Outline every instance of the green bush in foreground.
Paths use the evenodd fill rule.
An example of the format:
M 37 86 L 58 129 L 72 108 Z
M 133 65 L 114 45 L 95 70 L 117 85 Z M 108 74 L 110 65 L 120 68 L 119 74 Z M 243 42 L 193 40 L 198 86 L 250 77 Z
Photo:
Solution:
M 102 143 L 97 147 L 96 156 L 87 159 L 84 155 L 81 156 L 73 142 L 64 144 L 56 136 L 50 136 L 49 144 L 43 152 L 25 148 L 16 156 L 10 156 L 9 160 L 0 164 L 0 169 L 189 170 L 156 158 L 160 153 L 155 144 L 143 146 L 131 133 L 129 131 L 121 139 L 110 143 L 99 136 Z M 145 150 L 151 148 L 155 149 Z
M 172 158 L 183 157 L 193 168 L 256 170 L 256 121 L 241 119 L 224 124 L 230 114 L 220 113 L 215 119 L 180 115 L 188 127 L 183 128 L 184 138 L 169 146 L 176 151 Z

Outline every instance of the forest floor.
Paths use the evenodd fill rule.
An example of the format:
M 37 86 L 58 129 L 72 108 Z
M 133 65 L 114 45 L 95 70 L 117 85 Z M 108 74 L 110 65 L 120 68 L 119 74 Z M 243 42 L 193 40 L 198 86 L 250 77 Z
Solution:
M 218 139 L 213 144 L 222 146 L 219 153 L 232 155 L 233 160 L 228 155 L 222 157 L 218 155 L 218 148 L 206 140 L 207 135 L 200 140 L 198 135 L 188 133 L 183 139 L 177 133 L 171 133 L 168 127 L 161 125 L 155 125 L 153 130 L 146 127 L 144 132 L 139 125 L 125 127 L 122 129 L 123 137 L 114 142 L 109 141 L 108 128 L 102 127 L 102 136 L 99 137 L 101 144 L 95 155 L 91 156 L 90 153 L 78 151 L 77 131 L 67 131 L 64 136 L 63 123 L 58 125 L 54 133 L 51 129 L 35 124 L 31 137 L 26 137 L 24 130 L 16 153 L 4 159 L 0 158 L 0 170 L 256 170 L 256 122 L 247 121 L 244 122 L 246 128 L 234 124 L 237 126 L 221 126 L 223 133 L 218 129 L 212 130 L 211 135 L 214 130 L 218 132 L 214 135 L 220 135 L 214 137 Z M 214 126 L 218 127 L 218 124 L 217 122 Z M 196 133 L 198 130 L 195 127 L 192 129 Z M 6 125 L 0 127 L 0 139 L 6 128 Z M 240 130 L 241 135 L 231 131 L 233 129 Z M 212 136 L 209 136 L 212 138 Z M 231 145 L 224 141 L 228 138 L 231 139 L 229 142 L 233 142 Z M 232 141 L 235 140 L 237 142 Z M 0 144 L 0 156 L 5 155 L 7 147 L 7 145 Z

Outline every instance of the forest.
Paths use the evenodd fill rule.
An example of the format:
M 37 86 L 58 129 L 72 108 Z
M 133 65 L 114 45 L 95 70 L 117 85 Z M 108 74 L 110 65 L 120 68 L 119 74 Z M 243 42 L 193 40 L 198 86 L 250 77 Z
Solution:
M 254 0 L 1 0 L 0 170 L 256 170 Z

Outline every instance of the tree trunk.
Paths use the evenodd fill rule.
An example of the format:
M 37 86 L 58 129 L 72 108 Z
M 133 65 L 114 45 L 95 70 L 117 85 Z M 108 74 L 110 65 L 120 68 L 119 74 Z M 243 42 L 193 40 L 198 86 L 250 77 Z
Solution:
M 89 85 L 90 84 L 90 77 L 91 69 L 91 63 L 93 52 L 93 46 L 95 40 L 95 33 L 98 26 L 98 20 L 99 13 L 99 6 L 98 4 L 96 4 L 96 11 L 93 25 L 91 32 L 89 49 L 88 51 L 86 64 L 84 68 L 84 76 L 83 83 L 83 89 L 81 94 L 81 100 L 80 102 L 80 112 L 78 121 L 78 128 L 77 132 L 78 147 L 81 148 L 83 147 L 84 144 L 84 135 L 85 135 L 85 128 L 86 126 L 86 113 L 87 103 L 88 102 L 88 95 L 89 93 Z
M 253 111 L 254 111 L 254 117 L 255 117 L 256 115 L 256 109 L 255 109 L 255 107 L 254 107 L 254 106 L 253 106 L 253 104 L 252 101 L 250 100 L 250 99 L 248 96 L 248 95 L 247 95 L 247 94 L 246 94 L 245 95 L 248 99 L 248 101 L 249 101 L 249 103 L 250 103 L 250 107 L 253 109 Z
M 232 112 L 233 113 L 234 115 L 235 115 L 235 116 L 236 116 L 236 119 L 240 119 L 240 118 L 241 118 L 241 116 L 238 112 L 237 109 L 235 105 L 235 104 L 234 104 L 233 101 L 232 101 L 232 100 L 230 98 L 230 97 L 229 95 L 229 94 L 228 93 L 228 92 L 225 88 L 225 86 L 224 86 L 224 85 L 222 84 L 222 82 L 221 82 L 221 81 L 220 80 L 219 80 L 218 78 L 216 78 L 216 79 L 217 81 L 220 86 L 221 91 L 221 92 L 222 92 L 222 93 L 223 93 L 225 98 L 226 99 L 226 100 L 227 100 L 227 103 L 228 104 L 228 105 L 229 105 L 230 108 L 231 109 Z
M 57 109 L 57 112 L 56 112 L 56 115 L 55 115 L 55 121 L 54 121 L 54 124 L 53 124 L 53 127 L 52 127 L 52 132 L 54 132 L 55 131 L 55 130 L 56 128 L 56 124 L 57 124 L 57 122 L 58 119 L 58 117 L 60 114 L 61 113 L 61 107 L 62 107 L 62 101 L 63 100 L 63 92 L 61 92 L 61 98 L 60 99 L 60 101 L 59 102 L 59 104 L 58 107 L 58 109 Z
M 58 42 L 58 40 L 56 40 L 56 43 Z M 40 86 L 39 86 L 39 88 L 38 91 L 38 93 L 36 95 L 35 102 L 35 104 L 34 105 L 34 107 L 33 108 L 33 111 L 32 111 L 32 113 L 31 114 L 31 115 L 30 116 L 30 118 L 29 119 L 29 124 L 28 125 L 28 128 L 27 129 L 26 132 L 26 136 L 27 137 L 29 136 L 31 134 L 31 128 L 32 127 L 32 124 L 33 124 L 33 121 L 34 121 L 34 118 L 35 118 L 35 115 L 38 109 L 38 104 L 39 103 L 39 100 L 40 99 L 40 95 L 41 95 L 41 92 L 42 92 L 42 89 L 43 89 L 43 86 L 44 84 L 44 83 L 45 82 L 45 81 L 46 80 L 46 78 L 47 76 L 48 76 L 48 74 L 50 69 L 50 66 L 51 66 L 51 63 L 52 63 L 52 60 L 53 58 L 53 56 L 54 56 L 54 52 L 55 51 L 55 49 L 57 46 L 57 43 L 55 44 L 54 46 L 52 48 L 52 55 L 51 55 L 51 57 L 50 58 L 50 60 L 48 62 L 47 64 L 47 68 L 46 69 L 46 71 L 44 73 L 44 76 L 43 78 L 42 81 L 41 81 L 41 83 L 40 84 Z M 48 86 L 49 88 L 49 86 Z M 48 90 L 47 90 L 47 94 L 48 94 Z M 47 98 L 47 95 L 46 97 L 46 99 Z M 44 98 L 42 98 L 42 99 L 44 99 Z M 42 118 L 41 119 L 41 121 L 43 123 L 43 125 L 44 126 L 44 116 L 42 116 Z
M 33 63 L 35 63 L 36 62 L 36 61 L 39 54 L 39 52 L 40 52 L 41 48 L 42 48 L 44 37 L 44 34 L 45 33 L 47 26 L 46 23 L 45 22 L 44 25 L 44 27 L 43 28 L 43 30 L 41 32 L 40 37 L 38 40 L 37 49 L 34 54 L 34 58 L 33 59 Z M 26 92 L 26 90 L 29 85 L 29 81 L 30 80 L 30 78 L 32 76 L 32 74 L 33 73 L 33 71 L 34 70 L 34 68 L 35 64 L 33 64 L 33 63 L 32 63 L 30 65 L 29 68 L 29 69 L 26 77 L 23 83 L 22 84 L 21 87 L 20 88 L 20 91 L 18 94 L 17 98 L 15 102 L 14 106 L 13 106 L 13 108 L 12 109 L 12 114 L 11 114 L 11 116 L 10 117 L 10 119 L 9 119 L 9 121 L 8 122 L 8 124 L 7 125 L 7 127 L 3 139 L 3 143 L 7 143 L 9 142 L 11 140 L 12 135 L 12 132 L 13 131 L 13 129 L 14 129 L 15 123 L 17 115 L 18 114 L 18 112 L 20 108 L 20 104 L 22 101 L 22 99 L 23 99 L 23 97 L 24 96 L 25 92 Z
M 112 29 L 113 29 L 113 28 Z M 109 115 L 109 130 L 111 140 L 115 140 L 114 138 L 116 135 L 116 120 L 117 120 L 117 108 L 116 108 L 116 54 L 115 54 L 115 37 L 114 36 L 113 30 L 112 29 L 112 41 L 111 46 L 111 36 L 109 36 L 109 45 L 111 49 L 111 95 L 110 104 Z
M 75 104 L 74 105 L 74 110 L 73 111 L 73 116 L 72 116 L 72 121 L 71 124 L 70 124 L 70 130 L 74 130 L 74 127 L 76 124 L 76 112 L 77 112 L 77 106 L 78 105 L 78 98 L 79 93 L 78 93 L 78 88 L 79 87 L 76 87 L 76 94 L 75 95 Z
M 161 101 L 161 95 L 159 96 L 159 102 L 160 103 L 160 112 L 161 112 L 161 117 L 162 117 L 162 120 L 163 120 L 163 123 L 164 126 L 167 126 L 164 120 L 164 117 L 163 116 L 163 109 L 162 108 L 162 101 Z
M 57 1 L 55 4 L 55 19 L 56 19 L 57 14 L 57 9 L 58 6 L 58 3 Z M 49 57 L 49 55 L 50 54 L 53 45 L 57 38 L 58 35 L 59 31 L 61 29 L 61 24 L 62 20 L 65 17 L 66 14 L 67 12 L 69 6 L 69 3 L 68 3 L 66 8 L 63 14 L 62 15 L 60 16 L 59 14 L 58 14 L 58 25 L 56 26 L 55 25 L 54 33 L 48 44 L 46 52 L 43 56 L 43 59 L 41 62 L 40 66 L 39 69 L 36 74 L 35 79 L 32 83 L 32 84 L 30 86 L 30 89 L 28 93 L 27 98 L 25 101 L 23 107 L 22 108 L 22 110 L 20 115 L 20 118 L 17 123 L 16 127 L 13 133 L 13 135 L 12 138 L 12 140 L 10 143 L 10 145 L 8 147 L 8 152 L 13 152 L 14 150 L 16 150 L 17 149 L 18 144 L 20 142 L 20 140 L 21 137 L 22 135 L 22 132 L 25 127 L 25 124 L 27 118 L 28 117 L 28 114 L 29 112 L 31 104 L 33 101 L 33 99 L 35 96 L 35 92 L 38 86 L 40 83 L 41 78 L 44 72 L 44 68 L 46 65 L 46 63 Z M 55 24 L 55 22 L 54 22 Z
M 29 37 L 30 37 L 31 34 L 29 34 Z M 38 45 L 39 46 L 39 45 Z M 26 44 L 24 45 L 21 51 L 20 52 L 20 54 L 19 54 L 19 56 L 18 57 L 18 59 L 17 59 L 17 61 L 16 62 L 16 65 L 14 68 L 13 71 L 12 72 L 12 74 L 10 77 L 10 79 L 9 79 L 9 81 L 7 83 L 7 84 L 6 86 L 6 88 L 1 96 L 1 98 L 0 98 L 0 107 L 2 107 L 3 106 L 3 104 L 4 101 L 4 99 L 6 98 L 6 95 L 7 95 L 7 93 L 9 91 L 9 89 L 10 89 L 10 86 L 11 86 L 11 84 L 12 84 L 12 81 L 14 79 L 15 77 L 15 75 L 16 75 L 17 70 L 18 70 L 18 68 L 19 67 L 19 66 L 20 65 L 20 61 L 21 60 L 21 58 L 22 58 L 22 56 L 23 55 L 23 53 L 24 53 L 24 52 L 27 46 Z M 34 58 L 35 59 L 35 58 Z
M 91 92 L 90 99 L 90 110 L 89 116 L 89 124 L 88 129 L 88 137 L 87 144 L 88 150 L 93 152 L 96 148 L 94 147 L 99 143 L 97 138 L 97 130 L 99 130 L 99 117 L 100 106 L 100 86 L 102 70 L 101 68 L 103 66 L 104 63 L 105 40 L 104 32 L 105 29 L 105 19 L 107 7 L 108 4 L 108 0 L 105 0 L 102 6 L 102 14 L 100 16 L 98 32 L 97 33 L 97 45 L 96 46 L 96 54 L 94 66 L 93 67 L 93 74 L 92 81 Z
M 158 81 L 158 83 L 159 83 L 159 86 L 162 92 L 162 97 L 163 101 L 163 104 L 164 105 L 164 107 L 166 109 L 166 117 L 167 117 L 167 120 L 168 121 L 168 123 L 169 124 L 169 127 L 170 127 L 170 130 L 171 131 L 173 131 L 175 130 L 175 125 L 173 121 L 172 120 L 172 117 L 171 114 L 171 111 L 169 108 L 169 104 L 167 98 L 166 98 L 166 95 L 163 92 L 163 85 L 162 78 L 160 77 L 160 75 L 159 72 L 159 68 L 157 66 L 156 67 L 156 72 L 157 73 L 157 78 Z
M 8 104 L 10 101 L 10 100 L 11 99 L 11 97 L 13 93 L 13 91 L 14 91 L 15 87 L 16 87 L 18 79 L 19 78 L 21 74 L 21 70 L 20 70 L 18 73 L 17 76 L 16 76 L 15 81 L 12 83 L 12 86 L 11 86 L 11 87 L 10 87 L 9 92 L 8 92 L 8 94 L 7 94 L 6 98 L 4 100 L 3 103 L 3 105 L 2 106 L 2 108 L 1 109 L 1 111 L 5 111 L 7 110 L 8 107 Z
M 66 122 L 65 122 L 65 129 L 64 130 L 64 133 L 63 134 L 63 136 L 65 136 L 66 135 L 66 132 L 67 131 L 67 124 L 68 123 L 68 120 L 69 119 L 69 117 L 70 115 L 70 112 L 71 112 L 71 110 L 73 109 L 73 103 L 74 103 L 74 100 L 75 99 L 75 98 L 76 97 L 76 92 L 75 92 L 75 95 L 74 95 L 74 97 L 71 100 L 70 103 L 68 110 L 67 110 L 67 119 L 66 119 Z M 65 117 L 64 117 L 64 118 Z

---------------

Rewrite the lines starting at the first one and ending at the line that contains "M 172 158 L", replacing "green bush" with "shrub" and keeping everything else unchanged.

Outline every instance of the shrub in foreground.
Paths use the evenodd fill rule.
An example of the format:
M 37 86 L 58 129 L 72 108 Z
M 133 65 L 114 45 L 95 70 L 117 85 Z M 108 74 L 110 65 L 120 68 L 119 74 Z M 243 42 L 193 40 L 198 86 L 250 77 Z
Photo:
Solution:
M 102 143 L 97 147 L 96 156 L 87 159 L 84 155 L 81 156 L 73 142 L 64 144 L 56 136 L 50 136 L 49 144 L 43 152 L 25 148 L 16 156 L 10 156 L 9 160 L 0 164 L 0 169 L 189 170 L 156 158 L 160 153 L 155 144 L 143 146 L 131 133 L 129 131 L 121 139 L 110 143 L 99 136 Z M 145 150 L 151 148 L 155 149 Z
M 172 158 L 183 157 L 193 168 L 256 170 L 256 121 L 241 119 L 224 124 L 230 114 L 220 113 L 215 119 L 180 115 L 188 127 L 183 128 L 184 138 L 169 146 L 176 151 Z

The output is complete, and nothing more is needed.